[Exercise details]
Without omitting anything, return the records precisely as given.

[Entries from a point annotation set]
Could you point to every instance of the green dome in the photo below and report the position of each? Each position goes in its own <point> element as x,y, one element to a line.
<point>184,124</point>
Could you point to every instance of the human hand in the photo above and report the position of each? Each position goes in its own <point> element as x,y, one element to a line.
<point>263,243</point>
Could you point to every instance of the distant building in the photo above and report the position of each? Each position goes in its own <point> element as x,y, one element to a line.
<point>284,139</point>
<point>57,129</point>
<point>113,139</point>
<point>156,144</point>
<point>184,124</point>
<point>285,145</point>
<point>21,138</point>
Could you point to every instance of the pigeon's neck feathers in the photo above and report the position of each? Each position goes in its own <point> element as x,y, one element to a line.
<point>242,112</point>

[Full output]
Could you point to every instance of the green dome in the photo below and report the position of each? Each position goes in its own <point> element as x,y, one element to a line.
<point>184,124</point>
Could you point to every instance of the human hand in the photo above and report the position of each? Each position goes in its own <point> element as x,y, one element to a line.
<point>263,243</point>
Could you point to every instance of the distant building in the photo above and report the position of each? Each position goes in its own <point> element as x,y, one element to a line.
<point>284,139</point>
<point>57,129</point>
<point>113,139</point>
<point>156,144</point>
<point>184,124</point>
<point>285,145</point>
<point>21,138</point>
Could you point to every instance of the pigeon's neck feathers in the photo above and report the position of each? Each position goes in its own <point> element as x,y, one element to a line.
<point>242,112</point>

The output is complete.